• Challenge
List every line in the material that contains the word "target". Case counts, so only exact matches for upper- and lowercase letters qualify.

+--

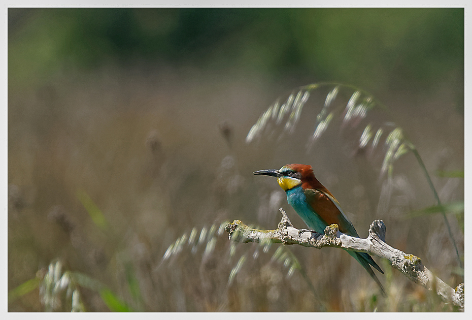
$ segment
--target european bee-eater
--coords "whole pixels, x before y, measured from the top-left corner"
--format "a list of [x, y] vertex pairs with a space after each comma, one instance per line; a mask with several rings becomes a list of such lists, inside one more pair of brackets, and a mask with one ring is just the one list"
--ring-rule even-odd
[[[313, 231], [322, 233], [326, 227], [336, 223], [343, 233], [359, 238], [339, 202], [315, 177], [311, 166], [294, 164], [284, 166], [278, 170], [259, 170], [254, 174], [276, 177], [279, 185], [287, 193], [288, 203]], [[385, 293], [382, 284], [369, 265], [381, 273], [384, 272], [372, 258], [365, 252], [346, 251], [367, 270]]]

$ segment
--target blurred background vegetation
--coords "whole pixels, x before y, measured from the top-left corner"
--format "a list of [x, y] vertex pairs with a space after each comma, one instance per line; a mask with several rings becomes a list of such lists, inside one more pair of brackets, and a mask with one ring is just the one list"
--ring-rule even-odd
[[389, 244], [462, 282], [443, 217], [423, 210], [435, 200], [411, 154], [387, 183], [339, 128], [310, 152], [299, 132], [245, 139], [299, 86], [368, 91], [441, 200], [459, 204], [448, 217], [463, 261], [463, 8], [10, 8], [8, 18], [9, 311], [451, 309], [384, 262], [387, 299], [342, 250], [231, 244], [220, 226], [275, 229], [283, 206], [302, 228], [277, 183], [252, 172], [306, 163], [361, 237], [382, 219]]

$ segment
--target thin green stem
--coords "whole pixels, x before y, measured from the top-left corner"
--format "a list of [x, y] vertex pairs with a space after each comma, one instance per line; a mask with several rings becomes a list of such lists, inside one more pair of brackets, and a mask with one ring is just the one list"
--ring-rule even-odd
[[410, 148], [413, 154], [415, 155], [415, 156], [416, 157], [416, 159], [418, 160], [418, 163], [420, 164], [420, 167], [421, 167], [423, 172], [424, 172], [424, 175], [426, 176], [426, 179], [428, 180], [428, 183], [429, 184], [429, 187], [431, 188], [433, 193], [434, 194], [434, 198], [436, 198], [436, 201], [437, 202], [437, 205], [441, 210], [443, 217], [444, 218], [444, 222], [446, 223], [446, 226], [448, 228], [448, 231], [449, 233], [449, 237], [451, 238], [451, 241], [452, 242], [454, 249], [456, 250], [456, 254], [457, 256], [457, 261], [459, 262], [459, 265], [461, 268], [463, 268], [463, 266], [462, 266], [462, 262], [459, 255], [459, 250], [457, 249], [457, 245], [456, 244], [456, 241], [454, 239], [452, 231], [451, 231], [451, 227], [449, 226], [449, 222], [448, 221], [447, 217], [446, 216], [446, 210], [444, 209], [444, 207], [441, 205], [441, 201], [439, 199], [439, 196], [437, 195], [437, 192], [436, 191], [436, 189], [434, 188], [434, 185], [433, 184], [432, 180], [431, 180], [431, 177], [429, 176], [429, 174], [428, 173], [426, 167], [425, 166], [424, 163], [423, 162], [423, 159], [421, 159], [421, 157], [420, 156], [420, 154], [418, 153], [418, 150], [412, 145], [410, 146]]

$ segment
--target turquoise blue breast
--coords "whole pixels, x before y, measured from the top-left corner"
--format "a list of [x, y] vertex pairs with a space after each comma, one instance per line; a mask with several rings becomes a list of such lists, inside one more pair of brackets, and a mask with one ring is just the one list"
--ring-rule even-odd
[[287, 201], [309, 228], [319, 233], [324, 231], [327, 225], [307, 203], [301, 186], [287, 190]]

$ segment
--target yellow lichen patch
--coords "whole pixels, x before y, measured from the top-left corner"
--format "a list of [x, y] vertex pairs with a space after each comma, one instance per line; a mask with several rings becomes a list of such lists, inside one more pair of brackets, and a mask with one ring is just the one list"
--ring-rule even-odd
[[421, 262], [421, 258], [413, 254], [405, 254], [403, 257], [407, 260], [411, 261], [414, 265], [418, 264]]

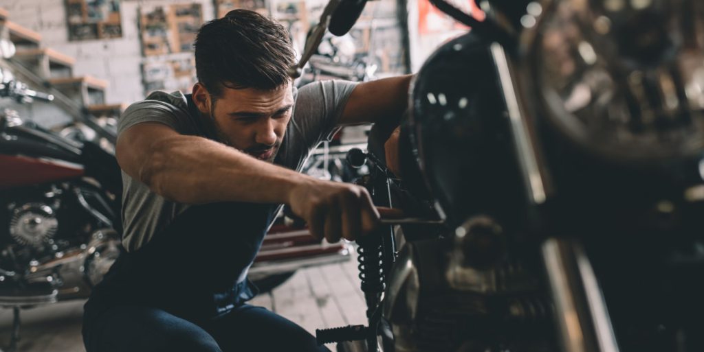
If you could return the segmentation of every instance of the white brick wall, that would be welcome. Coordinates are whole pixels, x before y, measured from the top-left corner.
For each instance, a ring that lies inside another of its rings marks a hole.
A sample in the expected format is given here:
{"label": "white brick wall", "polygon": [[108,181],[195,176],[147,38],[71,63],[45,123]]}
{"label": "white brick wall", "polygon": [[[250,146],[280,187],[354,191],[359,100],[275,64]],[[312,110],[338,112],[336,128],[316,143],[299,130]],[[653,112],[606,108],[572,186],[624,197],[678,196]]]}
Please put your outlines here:
{"label": "white brick wall", "polygon": [[44,46],[74,57],[75,75],[90,74],[109,82],[108,103],[129,103],[144,98],[139,6],[193,2],[202,4],[205,20],[213,18],[212,0],[123,0],[122,37],[82,41],[68,41],[64,0],[0,0],[0,7],[9,12],[10,20],[41,34]]}

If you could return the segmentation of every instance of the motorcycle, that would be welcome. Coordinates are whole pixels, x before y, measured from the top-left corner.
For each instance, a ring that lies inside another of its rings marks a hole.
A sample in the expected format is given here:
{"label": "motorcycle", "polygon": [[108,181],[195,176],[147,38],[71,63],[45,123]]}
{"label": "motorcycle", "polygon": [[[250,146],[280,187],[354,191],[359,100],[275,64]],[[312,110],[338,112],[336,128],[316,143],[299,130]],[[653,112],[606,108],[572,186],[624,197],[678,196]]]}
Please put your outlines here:
{"label": "motorcycle", "polygon": [[[365,2],[331,1],[318,33],[344,34]],[[472,30],[415,79],[403,179],[351,155],[406,216],[359,244],[367,325],[319,342],[704,350],[704,5],[485,1],[480,21],[432,2]]]}
{"label": "motorcycle", "polygon": [[[0,70],[0,98],[51,101]],[[87,296],[122,251],[122,181],[114,157],[63,138],[16,112],[0,112],[0,306]]]}

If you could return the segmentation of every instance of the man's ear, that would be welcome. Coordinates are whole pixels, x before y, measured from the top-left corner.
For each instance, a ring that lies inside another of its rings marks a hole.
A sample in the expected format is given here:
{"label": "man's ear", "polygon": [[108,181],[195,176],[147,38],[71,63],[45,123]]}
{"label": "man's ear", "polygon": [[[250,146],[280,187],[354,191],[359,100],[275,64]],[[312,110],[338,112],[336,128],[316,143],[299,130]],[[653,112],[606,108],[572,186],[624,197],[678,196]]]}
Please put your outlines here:
{"label": "man's ear", "polygon": [[202,83],[198,82],[193,86],[193,102],[202,114],[210,115],[210,95]]}

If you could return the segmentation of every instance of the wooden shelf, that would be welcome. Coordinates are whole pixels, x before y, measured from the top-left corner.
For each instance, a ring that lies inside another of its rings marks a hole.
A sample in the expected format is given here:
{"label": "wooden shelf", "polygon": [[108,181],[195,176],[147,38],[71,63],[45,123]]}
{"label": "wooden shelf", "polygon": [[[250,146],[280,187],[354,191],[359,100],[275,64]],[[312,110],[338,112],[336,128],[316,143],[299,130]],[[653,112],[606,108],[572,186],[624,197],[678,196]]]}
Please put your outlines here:
{"label": "wooden shelf", "polygon": [[98,90],[104,90],[108,88],[108,81],[95,78],[92,76],[82,76],[78,77],[66,78],[51,78],[47,82],[54,86],[63,86],[67,84],[84,84],[88,88]]}
{"label": "wooden shelf", "polygon": [[29,44],[39,46],[42,42],[42,34],[14,22],[7,21],[5,27],[10,32],[10,41],[15,44]]}
{"label": "wooden shelf", "polygon": [[76,59],[49,48],[18,50],[15,54],[15,57],[20,58],[41,56],[49,57],[49,62],[54,65],[71,67],[76,63]]}
{"label": "wooden shelf", "polygon": [[127,108],[127,104],[122,103],[120,104],[96,104],[93,105],[88,105],[87,107],[88,111],[93,114],[97,115],[99,112],[117,112],[117,115],[122,114],[125,109]]}
{"label": "wooden shelf", "polygon": [[7,18],[9,16],[10,13],[7,12],[7,10],[0,7],[0,23],[7,20]]}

+--

• Exercise output
--target european bee-eater
--target blurred background vegetation
--target thin green stem
--target turquoise blue breast
--target yellow lichen patch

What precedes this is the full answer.